◆ EXTRACT
════════

SIGNIFICANCE AND USE
4.1 This test method may be used for material development, quality control, characterization, and design data generation purposes. This test method is intended to be used with ceramics whose strength is 50 MPa (~7 ksi) or greater. The test method may also be used with glass test specimens, although Test Methods C158 is specifically designed to be used for glasses. This test method may be used with machined, drawn, extruded, and as-fired round specimens. This test method may be used with specimens that have elliptical cross section geometries.  
4.2 The flexure strength is computed based on simple beam theory with assumptions that the material is isotropic and homogeneous, the moduli of elasticity in tension and compression are identical, and the material is linearly elastic. The average grain size should be no greater than one-fiftieth of the rod diameter. The homogeneity and isotropy assumptions in the standard rule out the use of this test for continuous fiber-reinforced ceramics.

════════

(Point annotations on photos)
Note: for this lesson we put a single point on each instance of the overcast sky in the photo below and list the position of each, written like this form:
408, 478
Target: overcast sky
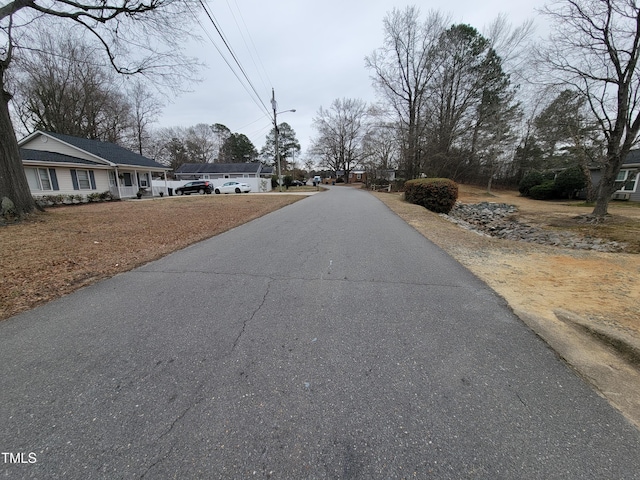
310, 52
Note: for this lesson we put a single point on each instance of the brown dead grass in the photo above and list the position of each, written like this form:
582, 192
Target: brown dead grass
603, 287
56, 252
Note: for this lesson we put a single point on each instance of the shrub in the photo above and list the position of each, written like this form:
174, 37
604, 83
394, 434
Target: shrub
545, 191
529, 181
436, 194
569, 181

════════

◆ DIRECTIONS
• A. Answer these questions from the flexure test extract above:
(i) What minimum strength should ceramics have for this test method?
(ii) Which test methods are specifically designed for glasses?
(iii) What is the largest average grain size allowed, relative to the rod diameter?
• B. Carry on the flexure test extract, starting after its final sentence.

◆ ANSWERS TO THE EXERCISE
• A.
(i) 50 MPa (~7 ksi) or greater.
(ii) Test Methods C158.
(iii) One-fiftieth of the rod diameter.

• B.
4.3 Flexural strength of a group of test specimens is influenced by several parameters associated with the test procedure. Such factors include the loading rate, test environment, specimen size, specimen preparation, and test fixtures (1-3).3 This method includes specific specimen-fixture size combinations, but permits alternative configurations within specified limits. These combinations were chosen to be practical, to minimize experimental error, and permit easy comparison of cylindrical rod strengths with data for other configurations. Equations for the Weibull effective volume and Weibull effective surface are included.  
4.4 The flexural strength of a ceramic material is dependent on both its inherent resistance to fracture and the size and severity of flaws in the material. Flaws in rods may be intrinsically volume-distributed throughout the bulk. Some of these flaws by chance may be located at or near the outer surface. Flaws may alternatively be intrinsically surface-distrib...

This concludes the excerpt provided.